Thread

  1. Re: Implement waiting for wal lsn replay: reloaded

    Xuneng Zhou <xunengzhou@gmail.com> — 2026-05-01T02:44:00Z

    Hi Alexander,
    
    On Wed, Apr 29, 2026 at 5:01 AM Alexander Korotkov <aekorotkov@gmail.com>
    wrote:
    
    > On Tue, Apr 21, 2026 at 7:03 AM Xuneng Zhou <xunengzhou@gmail.com> wrote:
    > >
    > > On Tue, Apr 21, 2026 at 2:46 AM Alexander Korotkov <aekorotkov@gmail.com>
    > wrote:
    > >
    > > > The updated patchset is attached.  It includes improved coverage as
    > > > suggested by Andres upthread.  And documentation that WAIT FOR LSN is
    > > > timeline-blind (per off-list discussion with Xuneng).
    > >
    > > I revised the test patch 6 to make the new cases check the intended
    > > WAIT FOR behavior more directly, and to avoid cases where the test
    > > could pass for the wrong reason.
    > >
    > > The fresh walreceiver restart test now distinguishes what we can
    > > observe from what is only covered indirectly.
    > > 'pg_last_wal_receive_lsn()' reports 'flushedUpto', not 'writtenUpto',
    > > so the test now describes that state accurately and covers
    > > 'writtenUpto' through the 'standby_write' result. This seems
    > > appropriate to me since the two positions are seeded in the places and
    > > conditions. Test for flush lsn should also help verify write lsn.
    > >
    > > The fencepost tests were split by the actual frontier being tested.
    > > 'standby_replay' uses 'pg_last_wal_replay_lsn()', while
    > > 'standby_flush' uses 'pg_last_wal_receive_lsn()'. This avoids treating
    > > a replay-derived LSN as if it were also the exact write/flush
    > > boundary. I left 'standby_write' out of the exact fencepost helper
    > > because its frontier is not SQL-visible once walreceiver is stopped.

[Given problem 1]
In the thread on waiting for WAL LSN replay:
(a) What does the documentation now say WAIT FOR LSN is?
(b) Which value does 'pg_last_wal_receive_lsn()' report?
(c) Why was 'standby_write' left out of the exact fencepost helper?
[Given problem 2]
Write the next part of the thread on waiting for WAL LSN replay, starting after its final sentence.

[Recorded data]
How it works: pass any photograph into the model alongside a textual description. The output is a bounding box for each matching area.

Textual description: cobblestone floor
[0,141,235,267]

[Task result 1]
(a) Timeline-blind.
(b) 'flushedUpto', not 'writtenUpto'.
(c) Its frontier is not SQL-visible once walreceiver is stopped.

[Task result 2]
    > > The async wakeup case now starts the waiter while replay is still
    > > paused, so it must actually sleep before replay and walreceiver are
    > > allowed to advance.
    > >
    > > The cascading timeline-switch test now checks the 'WAIT FOR ...
    > > NO_THROW' status from background psql stdout. The previous log-marker
    > > pattern could pass after unexpected returned status, includingn
    > > 'timeout', because the following statement would still run. The
    > > 'received_tli > 1' check remains, but only as confirmation that the
    > > downstream followed the new timeline; the 'success' status proves the
    > > wait completed as intended.
    > >
    > > Please check it.
    >
    > LGTM, I've added some comments for new functions in 0006.  I propose
    > to push this patchset.  Probably something is still missing and we
    > will have to go back to this.  But it seems to make a lot of aspects
    > much better.
    >
    
    I reviewed the patchset and found a potential issue in the test for patch
    5, similar to the log-checking problem in the cascading timeline-switch
    test. I've applied a minor fix to address it. Other parts LGTM.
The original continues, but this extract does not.